- **Information supplied**:

========================

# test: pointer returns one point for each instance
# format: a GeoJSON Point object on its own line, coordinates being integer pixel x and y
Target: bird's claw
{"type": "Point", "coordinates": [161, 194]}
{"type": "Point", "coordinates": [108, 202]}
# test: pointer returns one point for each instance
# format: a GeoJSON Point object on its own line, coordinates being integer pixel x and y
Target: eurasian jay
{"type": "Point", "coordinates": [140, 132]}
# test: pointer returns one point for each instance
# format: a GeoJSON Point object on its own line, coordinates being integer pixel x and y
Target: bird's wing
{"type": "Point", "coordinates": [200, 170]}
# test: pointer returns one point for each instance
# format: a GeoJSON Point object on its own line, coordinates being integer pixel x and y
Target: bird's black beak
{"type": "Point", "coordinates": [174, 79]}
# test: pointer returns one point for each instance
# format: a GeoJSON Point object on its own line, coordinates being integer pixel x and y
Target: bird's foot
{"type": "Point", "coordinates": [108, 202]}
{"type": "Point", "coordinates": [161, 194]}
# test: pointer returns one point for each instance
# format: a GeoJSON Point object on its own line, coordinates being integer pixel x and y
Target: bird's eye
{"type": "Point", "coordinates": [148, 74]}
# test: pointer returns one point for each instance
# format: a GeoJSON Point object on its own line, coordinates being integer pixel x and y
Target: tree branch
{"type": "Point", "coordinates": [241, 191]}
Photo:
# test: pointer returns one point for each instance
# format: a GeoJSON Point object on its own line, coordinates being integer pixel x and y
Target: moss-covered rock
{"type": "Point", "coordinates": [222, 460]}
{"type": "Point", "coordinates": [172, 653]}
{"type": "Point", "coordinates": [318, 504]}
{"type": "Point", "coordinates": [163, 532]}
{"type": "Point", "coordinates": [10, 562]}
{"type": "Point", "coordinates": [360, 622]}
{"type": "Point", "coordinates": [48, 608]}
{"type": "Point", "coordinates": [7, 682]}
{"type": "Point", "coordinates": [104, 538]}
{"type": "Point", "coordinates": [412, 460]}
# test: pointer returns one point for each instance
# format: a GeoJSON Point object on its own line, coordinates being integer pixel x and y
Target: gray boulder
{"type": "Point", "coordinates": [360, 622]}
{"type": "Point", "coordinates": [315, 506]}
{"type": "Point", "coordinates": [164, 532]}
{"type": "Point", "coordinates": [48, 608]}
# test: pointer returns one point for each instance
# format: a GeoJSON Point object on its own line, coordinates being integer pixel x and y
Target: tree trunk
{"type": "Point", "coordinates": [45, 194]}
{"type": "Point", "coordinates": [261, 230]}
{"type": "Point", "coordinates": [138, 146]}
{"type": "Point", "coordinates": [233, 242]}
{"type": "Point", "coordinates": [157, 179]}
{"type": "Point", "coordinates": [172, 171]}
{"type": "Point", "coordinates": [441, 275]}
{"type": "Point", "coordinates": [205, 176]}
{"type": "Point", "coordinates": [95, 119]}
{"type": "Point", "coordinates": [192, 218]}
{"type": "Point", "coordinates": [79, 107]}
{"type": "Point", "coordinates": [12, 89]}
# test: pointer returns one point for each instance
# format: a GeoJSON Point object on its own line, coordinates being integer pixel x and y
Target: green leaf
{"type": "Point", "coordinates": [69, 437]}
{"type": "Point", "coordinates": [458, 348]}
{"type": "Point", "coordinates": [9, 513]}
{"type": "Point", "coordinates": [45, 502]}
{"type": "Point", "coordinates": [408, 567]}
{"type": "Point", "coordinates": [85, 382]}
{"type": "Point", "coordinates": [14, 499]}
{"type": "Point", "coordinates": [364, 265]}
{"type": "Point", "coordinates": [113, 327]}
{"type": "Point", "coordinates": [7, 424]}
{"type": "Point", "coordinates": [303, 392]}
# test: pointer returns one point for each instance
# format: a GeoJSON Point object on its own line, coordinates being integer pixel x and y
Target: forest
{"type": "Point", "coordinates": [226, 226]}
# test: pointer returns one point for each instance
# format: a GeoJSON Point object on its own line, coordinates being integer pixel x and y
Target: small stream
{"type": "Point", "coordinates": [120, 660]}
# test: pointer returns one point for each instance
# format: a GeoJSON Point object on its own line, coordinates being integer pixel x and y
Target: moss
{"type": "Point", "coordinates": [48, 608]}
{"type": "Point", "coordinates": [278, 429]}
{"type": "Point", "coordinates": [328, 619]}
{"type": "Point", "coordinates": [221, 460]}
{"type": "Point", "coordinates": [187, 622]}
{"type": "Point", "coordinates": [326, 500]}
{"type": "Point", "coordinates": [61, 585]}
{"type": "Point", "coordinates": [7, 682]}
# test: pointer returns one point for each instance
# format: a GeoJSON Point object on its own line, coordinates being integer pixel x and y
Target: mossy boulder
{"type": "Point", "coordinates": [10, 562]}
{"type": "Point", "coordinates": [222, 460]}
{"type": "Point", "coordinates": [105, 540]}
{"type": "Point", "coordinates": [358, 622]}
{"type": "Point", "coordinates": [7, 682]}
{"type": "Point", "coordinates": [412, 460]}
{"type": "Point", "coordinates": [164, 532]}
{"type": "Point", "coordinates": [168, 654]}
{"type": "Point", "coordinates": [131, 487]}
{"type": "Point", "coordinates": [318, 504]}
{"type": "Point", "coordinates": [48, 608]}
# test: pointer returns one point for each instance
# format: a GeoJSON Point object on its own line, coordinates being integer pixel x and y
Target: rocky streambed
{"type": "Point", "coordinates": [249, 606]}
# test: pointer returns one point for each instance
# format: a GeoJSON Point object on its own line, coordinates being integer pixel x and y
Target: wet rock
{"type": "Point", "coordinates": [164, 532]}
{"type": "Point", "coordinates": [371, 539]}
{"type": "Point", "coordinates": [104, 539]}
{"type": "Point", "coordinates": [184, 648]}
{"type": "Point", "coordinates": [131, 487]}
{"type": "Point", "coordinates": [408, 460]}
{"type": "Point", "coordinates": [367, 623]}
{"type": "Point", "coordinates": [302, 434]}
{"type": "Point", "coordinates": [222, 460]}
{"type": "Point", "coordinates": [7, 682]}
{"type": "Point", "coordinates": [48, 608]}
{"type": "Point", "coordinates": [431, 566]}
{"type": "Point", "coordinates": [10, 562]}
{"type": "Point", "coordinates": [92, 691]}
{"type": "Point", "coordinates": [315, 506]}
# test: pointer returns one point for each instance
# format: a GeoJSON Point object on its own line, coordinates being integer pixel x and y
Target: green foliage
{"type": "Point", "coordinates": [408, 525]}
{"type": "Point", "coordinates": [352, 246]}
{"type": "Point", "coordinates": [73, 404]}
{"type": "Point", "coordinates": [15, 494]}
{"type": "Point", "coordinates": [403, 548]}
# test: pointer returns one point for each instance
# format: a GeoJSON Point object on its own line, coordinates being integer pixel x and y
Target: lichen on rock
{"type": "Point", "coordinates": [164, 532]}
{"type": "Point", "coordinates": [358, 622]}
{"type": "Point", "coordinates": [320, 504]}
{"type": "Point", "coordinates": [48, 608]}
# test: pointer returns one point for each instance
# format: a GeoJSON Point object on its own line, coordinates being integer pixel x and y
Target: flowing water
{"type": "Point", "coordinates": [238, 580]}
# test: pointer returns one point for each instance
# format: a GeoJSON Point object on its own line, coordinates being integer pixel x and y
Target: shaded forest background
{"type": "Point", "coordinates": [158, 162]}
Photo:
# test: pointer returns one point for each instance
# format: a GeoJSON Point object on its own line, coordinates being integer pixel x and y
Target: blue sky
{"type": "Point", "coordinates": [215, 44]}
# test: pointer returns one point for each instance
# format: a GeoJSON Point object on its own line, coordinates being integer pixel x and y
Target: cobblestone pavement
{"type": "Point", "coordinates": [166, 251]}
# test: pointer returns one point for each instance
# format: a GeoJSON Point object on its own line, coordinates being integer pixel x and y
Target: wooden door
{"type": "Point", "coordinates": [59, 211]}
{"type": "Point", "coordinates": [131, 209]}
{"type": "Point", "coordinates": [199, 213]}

========================

- **Assigned task**: Quote every line from the line containing "Target: cobblestone pavement" through the closing line of the listing, including both.

- **Answer section**:
Target: cobblestone pavement
{"type": "Point", "coordinates": [166, 251]}
# test: pointer returns one point for each instance
# format: a GeoJSON Point object on its own line, coordinates being integer pixel x and y
Target: wooden door
{"type": "Point", "coordinates": [59, 211]}
{"type": "Point", "coordinates": [131, 209]}
{"type": "Point", "coordinates": [199, 213]}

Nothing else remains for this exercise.